____ PAGE EXCERPT

Checking your skin for suspicious changes can help identify potential malignancies in their earliest stages. This, in turn, can increase your chance for successful treatment.
The ABCDE Rule of skin cancer is not meant to be tool for diagnosis but rather one by which individuals and doctors can differentiate between a problem growth and a simple, everyday blemish.
The ABCDE Rule is broken down as follows:
A for Asymmetry
Normal moles or freckles are typically symmetrical. If you were to draw a line through the center, you would have two symmetrical halves. In cases of skin cancer, spots will not look the same on both sides. (Shape alone doesn’t suggest a malignancy, since some birthmarks will irregular in shape, but is certainly one of the features doctors look for when identifying skin cancers.)
B for Border
Moles, spots, or “beauty marks” are typically round and of no cause for concern. Ones a with blurry and/or jagged edge can be a sign of a cancerous or pre-cancerous growth.
C for Color
Change in color should be considered suspicious. Normal mole and spots, by contrast, are usually one color. Color changes can include the darkening of a spot (sometimes to dark purple to black) or a lightening in certain parts of the growth.

________
____ DATASET

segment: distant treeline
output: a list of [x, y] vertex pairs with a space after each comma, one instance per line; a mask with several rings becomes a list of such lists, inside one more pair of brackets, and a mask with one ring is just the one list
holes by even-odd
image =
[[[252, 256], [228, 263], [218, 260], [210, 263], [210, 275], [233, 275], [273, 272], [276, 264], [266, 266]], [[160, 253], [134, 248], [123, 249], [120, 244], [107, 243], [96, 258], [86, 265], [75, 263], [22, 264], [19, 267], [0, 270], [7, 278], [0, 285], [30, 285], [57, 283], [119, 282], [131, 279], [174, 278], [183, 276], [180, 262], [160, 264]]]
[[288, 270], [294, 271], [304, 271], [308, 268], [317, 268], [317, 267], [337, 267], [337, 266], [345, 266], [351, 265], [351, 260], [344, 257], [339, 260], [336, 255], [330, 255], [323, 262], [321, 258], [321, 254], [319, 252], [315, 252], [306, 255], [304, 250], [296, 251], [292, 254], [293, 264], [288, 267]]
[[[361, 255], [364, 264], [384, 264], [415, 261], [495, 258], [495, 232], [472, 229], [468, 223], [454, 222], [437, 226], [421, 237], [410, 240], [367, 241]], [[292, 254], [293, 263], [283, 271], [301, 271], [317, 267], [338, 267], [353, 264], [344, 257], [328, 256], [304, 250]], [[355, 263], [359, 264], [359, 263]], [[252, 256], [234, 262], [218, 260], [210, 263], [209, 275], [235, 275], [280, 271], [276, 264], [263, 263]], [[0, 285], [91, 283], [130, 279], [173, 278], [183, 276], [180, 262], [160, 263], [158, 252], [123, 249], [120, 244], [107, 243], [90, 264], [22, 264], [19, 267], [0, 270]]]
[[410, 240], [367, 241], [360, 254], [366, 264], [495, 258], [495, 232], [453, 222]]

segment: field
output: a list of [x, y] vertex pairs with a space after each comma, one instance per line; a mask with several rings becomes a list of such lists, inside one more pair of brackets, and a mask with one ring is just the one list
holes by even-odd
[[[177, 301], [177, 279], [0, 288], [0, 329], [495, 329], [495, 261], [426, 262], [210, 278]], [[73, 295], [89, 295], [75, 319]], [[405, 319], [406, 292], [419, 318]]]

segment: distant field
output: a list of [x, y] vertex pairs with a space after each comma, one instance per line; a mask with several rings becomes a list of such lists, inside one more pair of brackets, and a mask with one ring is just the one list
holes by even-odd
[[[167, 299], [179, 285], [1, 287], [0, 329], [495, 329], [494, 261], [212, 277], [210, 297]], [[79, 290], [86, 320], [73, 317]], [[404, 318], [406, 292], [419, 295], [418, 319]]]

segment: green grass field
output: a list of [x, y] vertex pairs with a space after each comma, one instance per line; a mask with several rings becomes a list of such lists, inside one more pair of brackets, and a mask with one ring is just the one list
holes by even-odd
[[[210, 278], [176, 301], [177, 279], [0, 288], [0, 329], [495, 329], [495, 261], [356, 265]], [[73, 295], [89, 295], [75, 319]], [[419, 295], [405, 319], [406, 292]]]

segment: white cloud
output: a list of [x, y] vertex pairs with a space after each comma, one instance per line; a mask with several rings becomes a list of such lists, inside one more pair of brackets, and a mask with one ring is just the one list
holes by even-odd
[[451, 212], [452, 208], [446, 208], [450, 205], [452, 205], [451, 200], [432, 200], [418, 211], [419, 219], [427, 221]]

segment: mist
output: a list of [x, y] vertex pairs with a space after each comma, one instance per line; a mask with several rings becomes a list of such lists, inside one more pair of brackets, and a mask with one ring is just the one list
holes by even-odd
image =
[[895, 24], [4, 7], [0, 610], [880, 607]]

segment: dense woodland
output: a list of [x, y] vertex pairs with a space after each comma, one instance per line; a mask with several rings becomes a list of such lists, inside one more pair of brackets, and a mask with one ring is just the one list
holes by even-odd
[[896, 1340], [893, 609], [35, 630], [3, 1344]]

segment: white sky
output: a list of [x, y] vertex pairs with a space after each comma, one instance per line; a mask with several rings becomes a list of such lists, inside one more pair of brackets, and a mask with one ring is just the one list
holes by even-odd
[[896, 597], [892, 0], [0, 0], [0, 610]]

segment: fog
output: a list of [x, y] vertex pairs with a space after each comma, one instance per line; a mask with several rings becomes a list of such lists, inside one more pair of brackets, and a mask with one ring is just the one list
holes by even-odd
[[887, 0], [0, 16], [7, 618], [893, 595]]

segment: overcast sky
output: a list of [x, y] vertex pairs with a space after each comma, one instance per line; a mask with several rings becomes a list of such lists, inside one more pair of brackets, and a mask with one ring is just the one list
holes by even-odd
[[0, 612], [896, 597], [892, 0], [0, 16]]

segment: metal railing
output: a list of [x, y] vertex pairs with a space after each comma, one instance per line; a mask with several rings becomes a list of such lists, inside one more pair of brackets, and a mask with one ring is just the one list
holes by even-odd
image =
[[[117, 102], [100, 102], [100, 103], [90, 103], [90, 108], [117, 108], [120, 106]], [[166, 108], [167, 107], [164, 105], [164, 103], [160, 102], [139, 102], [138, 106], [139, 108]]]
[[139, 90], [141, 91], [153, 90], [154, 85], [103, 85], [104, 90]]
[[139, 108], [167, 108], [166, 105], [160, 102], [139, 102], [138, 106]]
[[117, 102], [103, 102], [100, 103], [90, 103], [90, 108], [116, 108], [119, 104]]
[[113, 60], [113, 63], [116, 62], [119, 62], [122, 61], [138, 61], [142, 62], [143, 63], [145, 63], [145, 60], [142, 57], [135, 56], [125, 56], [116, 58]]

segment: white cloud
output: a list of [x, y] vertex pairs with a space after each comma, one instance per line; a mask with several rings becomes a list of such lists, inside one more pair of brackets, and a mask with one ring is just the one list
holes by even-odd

________

- **PROBLEM SET**
A - According to the skin cancer text, what would you see if you drew a line through the center of a normal mole or freckle?
B - Extend the skin cancer text from the point where it stops.

- **RESPONSES BY ITEM NUMBER**
A - You would see two symmetrical halves.

B -
D for Diameter
If a growth is larger than a pencil eraser (about 1/4 inch or 6mm), it needs to be checked by a doctor. This includes areas of skin that do not have any other abnormalities in terms of color, border, or asymmetry. This is not to suggest that smaller growths don’t warrant investigation — including skin tags, but those over 1/4 inches will always be of particular concern.
E for Evolution
History of change in the lesion.
When to See a Doctor:
If you notice any changes to your skin that worry you, don’t hesitate. See your doctor or ask for a referral to a quailified dermatologist. This is particularly true if there is any blemish or growth that changes rapidly or bleeds easily. While not all skin changes are caused by cancer, the advantages of early diagnosis greatly outweighs the inconvenience (and even cost) of a doctor’s visit.
Reference: Diepgen, T. and Mahler, V. “The Epidemiology of Skin Cancer.” British Journal of Epidemiology. April 2002; 146:1-6.